[Stored data]

= Beginning of Section =

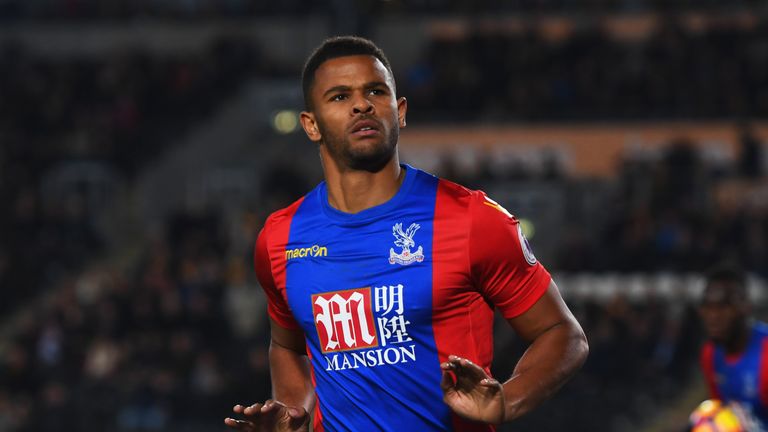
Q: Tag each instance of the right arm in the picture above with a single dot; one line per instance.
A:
(289, 368)
(292, 395)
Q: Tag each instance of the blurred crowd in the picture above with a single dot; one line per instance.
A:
(674, 72)
(678, 212)
(207, 9)
(169, 344)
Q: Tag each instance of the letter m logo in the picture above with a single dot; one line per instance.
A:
(344, 320)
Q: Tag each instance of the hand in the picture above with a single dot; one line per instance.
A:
(472, 394)
(271, 416)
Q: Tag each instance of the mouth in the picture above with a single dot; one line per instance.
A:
(365, 128)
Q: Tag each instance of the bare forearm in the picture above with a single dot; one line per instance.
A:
(551, 360)
(291, 382)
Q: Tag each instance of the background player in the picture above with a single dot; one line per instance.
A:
(478, 260)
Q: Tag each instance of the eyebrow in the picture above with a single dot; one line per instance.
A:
(343, 88)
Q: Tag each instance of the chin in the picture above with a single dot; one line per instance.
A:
(373, 160)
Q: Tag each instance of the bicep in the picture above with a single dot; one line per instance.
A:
(548, 312)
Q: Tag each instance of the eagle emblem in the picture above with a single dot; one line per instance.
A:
(404, 240)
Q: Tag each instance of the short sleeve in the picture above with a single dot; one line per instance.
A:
(277, 304)
(502, 263)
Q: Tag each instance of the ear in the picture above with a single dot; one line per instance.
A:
(402, 107)
(309, 124)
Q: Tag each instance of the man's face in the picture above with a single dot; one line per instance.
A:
(355, 113)
(723, 311)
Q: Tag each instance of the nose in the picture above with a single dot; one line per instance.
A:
(362, 106)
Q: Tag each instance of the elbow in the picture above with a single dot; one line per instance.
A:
(580, 346)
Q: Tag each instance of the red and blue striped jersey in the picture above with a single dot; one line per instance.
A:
(383, 296)
(741, 378)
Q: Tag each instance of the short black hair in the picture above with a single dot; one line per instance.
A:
(731, 274)
(331, 48)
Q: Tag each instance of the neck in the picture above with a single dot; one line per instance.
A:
(353, 191)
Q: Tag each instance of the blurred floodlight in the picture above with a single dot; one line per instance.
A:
(285, 121)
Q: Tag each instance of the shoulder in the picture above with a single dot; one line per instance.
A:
(474, 201)
(282, 217)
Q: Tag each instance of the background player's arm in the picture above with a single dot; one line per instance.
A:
(558, 349)
(289, 368)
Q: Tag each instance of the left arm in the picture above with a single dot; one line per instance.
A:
(558, 349)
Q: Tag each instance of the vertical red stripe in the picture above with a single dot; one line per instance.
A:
(317, 422)
(763, 374)
(708, 368)
(459, 314)
(278, 240)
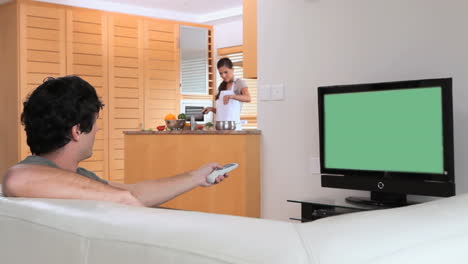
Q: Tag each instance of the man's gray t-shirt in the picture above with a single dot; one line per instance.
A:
(37, 160)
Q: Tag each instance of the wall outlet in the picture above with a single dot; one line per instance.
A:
(277, 92)
(314, 165)
(264, 92)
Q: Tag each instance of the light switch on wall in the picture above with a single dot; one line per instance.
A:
(264, 92)
(277, 92)
(314, 165)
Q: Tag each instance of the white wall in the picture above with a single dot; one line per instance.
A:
(228, 34)
(309, 43)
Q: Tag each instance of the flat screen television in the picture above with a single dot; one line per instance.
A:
(392, 139)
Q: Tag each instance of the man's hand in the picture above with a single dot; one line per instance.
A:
(128, 199)
(199, 175)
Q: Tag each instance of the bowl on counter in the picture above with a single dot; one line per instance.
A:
(225, 125)
(175, 124)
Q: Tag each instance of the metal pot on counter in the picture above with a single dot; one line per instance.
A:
(225, 125)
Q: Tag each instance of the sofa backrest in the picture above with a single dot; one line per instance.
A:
(71, 231)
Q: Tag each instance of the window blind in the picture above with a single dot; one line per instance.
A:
(193, 76)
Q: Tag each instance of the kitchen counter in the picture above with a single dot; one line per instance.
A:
(196, 132)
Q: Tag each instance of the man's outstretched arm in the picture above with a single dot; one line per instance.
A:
(37, 181)
(155, 192)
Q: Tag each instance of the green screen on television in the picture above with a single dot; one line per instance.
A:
(391, 130)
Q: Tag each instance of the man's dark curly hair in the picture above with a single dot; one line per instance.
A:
(54, 107)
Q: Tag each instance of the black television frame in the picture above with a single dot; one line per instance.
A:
(391, 187)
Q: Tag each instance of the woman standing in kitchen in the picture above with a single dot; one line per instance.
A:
(232, 92)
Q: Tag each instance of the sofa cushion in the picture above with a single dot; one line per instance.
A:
(100, 232)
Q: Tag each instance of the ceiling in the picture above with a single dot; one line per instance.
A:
(198, 11)
(198, 7)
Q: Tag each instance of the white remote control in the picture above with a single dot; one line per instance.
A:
(227, 168)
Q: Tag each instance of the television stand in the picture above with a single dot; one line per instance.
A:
(380, 199)
(319, 208)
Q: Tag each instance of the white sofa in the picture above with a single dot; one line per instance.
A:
(70, 231)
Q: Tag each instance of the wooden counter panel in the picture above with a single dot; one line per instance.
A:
(158, 156)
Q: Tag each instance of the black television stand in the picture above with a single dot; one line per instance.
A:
(324, 207)
(380, 199)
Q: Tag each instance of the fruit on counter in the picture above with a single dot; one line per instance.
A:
(170, 117)
(181, 116)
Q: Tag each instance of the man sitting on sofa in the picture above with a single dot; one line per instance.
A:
(60, 122)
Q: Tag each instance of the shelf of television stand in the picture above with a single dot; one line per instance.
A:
(319, 208)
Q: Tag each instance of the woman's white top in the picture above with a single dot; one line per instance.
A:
(230, 111)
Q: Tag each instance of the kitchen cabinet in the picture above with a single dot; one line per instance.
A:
(155, 155)
(132, 62)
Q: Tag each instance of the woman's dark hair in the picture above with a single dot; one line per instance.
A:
(54, 107)
(224, 62)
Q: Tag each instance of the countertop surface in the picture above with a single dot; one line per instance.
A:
(196, 132)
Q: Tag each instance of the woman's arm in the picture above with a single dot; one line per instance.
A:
(243, 97)
(208, 109)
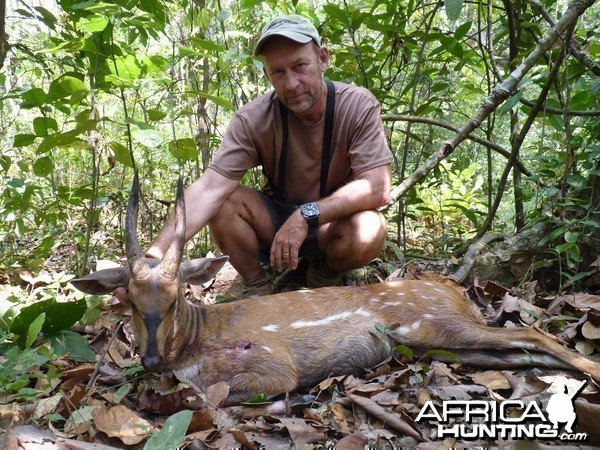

= End of Section =

Task instructions >> Find the word "woman" in the entries and show each line where it is found.

Written answer >>
Q: Tag each instance of the woman standing in kitchen in the picture above with a single dot; one line per instance.
Q: Tag each instance of the woman's white top in the picture above with a single dot; one line per instance.
Q: Tag each instance of the woman's dark hair in the picture above with a single dot; one line per instance.
Q: Tag each instance of the woman's arm in the picture above with a single dot; one line per instance.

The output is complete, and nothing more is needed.